Rewrite the lines from the first one through the one containing "[(96, 45), (96, 38), (95, 37), (91, 37), (91, 45)]", both included, multiplying every coordinate in the answer outline by 2.6 and rounding to whole numbers with halves rounded up. Leave all other lines and numbers, including the sample layout, unchanged, and leave the picture out.

*MATERIAL:*
◆ ◆ ◆ ◆ ◆

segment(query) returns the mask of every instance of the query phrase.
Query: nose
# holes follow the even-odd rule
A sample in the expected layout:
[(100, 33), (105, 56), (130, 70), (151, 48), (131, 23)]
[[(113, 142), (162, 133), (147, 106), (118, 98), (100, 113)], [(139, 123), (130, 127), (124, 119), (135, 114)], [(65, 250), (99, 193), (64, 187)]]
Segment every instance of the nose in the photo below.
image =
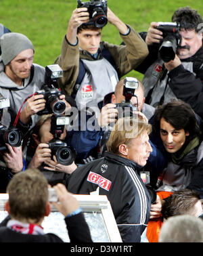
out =
[(96, 45), (96, 38), (95, 37), (91, 37), (91, 45)]
[(173, 135), (171, 133), (168, 133), (167, 136), (167, 143), (171, 144), (173, 142)]
[(185, 46), (185, 40), (183, 37), (181, 37), (181, 46)]
[(148, 142), (148, 144), (147, 144), (147, 150), (148, 150), (148, 152), (152, 152), (152, 148), (151, 144), (149, 142)]
[(32, 66), (31, 62), (30, 62), (28, 60), (25, 60), (24, 64), (24, 68), (30, 69), (31, 66)]

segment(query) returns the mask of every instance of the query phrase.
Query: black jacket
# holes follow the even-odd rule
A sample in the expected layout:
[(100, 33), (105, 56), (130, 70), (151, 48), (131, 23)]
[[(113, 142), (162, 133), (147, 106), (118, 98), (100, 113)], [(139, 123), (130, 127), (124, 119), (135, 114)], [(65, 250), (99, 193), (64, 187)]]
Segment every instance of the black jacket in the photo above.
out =
[[(145, 41), (147, 33), (141, 33), (139, 35)], [(145, 74), (147, 69), (158, 58), (158, 44), (148, 46), (149, 54), (136, 68), (137, 71)], [(181, 61), (192, 63), (193, 72), (185, 69), (183, 65), (177, 66), (168, 72), (168, 85), (177, 98), (188, 103), (194, 112), (203, 119), (203, 47), (191, 57)]]
[[(0, 242), (62, 242), (57, 235), (21, 234), (6, 227), (10, 219), (7, 217), (0, 223)], [(70, 242), (92, 242), (89, 227), (83, 213), (64, 219)]]
[(66, 181), (68, 190), (89, 194), (98, 188), (106, 195), (123, 242), (140, 242), (150, 218), (151, 198), (134, 161), (106, 152), (104, 158), (78, 167)]

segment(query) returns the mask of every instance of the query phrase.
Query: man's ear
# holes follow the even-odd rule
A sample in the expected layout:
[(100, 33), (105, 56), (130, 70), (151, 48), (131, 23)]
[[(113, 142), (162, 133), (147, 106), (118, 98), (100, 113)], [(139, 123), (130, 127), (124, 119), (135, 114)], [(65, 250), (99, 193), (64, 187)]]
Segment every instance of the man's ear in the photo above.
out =
[(37, 145), (39, 145), (40, 144), (40, 141), (39, 140), (39, 137), (37, 134), (32, 133), (32, 137), (34, 140), (35, 142), (37, 144)]
[(114, 93), (112, 95), (112, 103), (116, 103), (115, 94)]
[(5, 211), (8, 213), (8, 214), (10, 214), (10, 208), (8, 201), (5, 202), (4, 207)]
[(118, 147), (118, 152), (121, 154), (124, 157), (127, 156), (129, 154), (129, 148), (126, 144), (120, 144)]
[(51, 205), (49, 202), (47, 202), (47, 206), (46, 206), (45, 216), (49, 216), (50, 213), (51, 213)]

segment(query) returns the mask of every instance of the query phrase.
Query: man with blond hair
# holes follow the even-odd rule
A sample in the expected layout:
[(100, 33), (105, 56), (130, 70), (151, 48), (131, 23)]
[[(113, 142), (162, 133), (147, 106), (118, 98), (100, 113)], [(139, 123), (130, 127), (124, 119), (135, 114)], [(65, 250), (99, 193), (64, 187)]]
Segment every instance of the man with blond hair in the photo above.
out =
[(152, 152), (150, 132), (151, 125), (139, 116), (119, 119), (104, 157), (78, 167), (66, 184), (74, 194), (107, 196), (123, 242), (140, 242), (150, 217), (154, 194), (139, 171)]
[[(53, 206), (64, 215), (71, 242), (91, 242), (89, 227), (78, 202), (64, 185), (53, 187), (58, 198)], [(37, 169), (17, 173), (7, 186), (9, 215), (0, 224), (0, 242), (62, 242), (55, 234), (45, 234), (41, 223), (51, 211), (48, 183)]]

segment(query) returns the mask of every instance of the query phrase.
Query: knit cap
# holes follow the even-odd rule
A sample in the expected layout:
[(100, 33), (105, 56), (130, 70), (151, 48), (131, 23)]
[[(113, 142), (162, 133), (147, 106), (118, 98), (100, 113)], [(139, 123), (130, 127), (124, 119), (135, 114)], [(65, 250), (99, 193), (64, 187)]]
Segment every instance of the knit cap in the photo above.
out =
[(4, 65), (7, 65), (22, 51), (34, 47), (30, 39), (24, 35), (10, 33), (3, 34), (0, 38), (1, 58)]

◆ ◆ ◆ ◆ ◆

*SOLVED PROBLEM:*
segment(query) returns the mask of every instance of the query phrase.
Query: nose
# holes follow the even-odd rule
A sample in the expected layout:
[(100, 33), (105, 56), (130, 70), (151, 48), (131, 23)]
[[(113, 142), (162, 133), (147, 106), (118, 98), (100, 113)], [(139, 123), (130, 127), (124, 119), (135, 114)], [(65, 250), (99, 193), (64, 187)]]
Segment every instance of the nose in the photo below.
image =
out =
[(250, 117), (250, 99), (247, 96), (237, 96), (237, 117)]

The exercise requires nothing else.